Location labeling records
— begin —

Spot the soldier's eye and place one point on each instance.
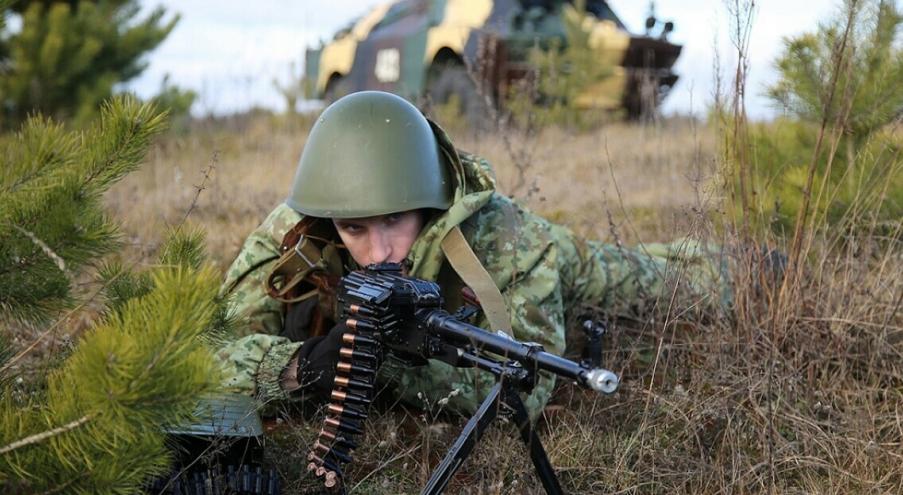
(351, 228)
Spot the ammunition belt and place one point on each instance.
(359, 360)
(231, 479)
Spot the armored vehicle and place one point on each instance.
(479, 49)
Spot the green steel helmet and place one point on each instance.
(370, 153)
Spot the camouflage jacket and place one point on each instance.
(544, 272)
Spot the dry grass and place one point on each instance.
(566, 177)
(808, 401)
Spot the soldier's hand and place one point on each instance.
(317, 360)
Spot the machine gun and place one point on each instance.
(387, 313)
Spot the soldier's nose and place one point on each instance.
(380, 247)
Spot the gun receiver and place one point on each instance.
(387, 313)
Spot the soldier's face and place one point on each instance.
(383, 238)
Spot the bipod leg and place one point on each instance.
(468, 438)
(544, 468)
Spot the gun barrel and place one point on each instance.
(531, 356)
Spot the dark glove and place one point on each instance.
(317, 360)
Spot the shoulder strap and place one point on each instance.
(469, 268)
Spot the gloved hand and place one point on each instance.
(317, 360)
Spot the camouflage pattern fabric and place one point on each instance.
(545, 274)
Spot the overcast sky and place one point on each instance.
(230, 51)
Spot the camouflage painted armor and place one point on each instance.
(544, 272)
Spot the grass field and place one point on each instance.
(796, 392)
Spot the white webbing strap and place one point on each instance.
(469, 268)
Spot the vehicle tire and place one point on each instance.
(452, 80)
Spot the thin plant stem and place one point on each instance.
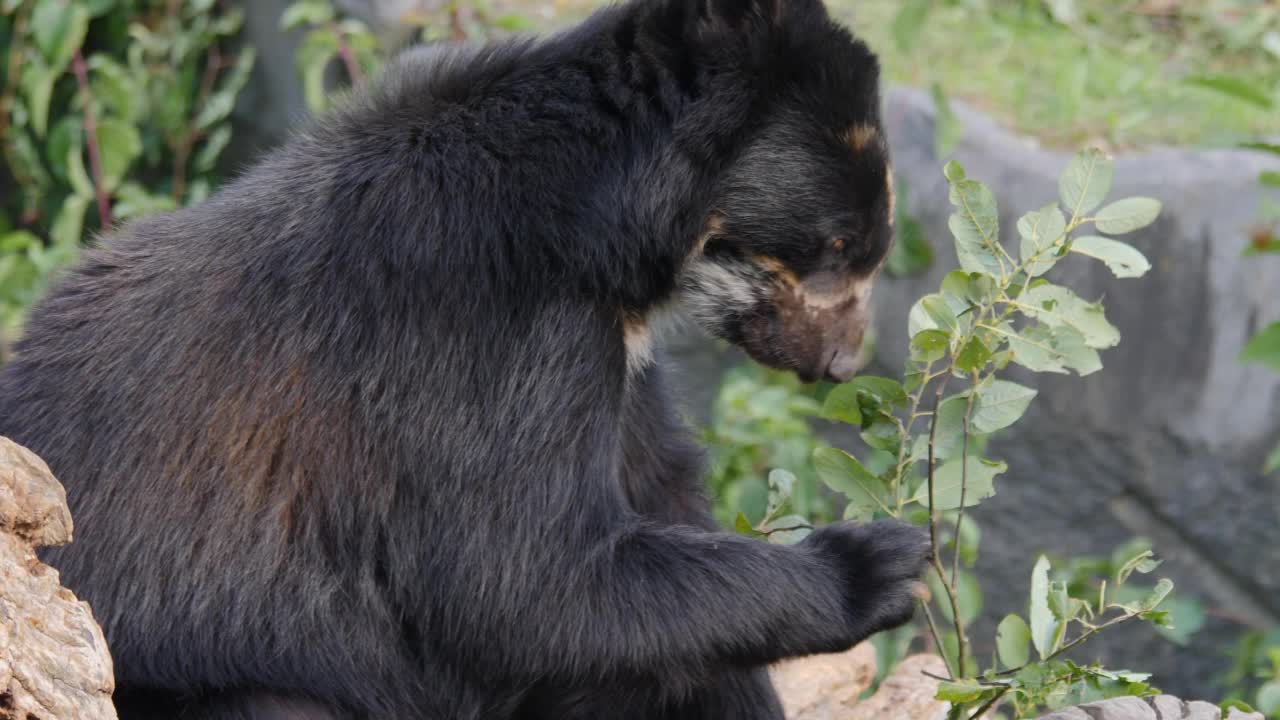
(95, 158)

— end —

• Objective
Edit all of the records by changing every "Spot" to "Locate" and keeping everything else the same. Leave the pictures out of your answer.

• The output
Locate the soldier's eye and place one point on each instance.
(351, 228)
Locate the ammunition belt and place one point on each instance.
(359, 360)
(231, 479)
Locate the armored vehicle and place one point on each instance.
(479, 49)
Locate the green steel helmet and place one point on each instance.
(370, 153)
Locate the camouflage jacket and place one point on each instance.
(544, 272)
Locate the dry grass and place one point on each instance.
(566, 177)
(808, 401)
Locate the soldier's hand and place one point on each instance.
(317, 360)
Locate the machine gun and place one point on each instance.
(387, 313)
Locate the soldier's nose and place one point on each instance.
(380, 247)
Locate the gun receiver and place one point on each instance.
(387, 313)
Locate the soldier's face and place one point on each instance.
(383, 238)
Locate the bipod leg and place one point on each instance.
(468, 438)
(544, 468)
Locate the gun barrel and place one point on each instance.
(531, 356)
Locate the dark glove and place one point on each instance.
(317, 360)
Locate the shoulder strap and place one point on each instance.
(469, 268)
Locate the gloved hand and place one point on each instance.
(317, 360)
Locate the camouflage pattern fabric and place one point on each instance.
(545, 274)
Locate the overcast sky and place one point on each instance.
(230, 51)
Locate the camouflage painted armor and place one point on each instance.
(544, 272)
Locate the grass field and place one point on each instance.
(796, 392)
Locate the white webbing strap and place one point on each instance.
(469, 268)
Locate the vehicle tire and place one point on each instance.
(452, 80)
Locate the thin plant stem and place one point on each instance.
(95, 158)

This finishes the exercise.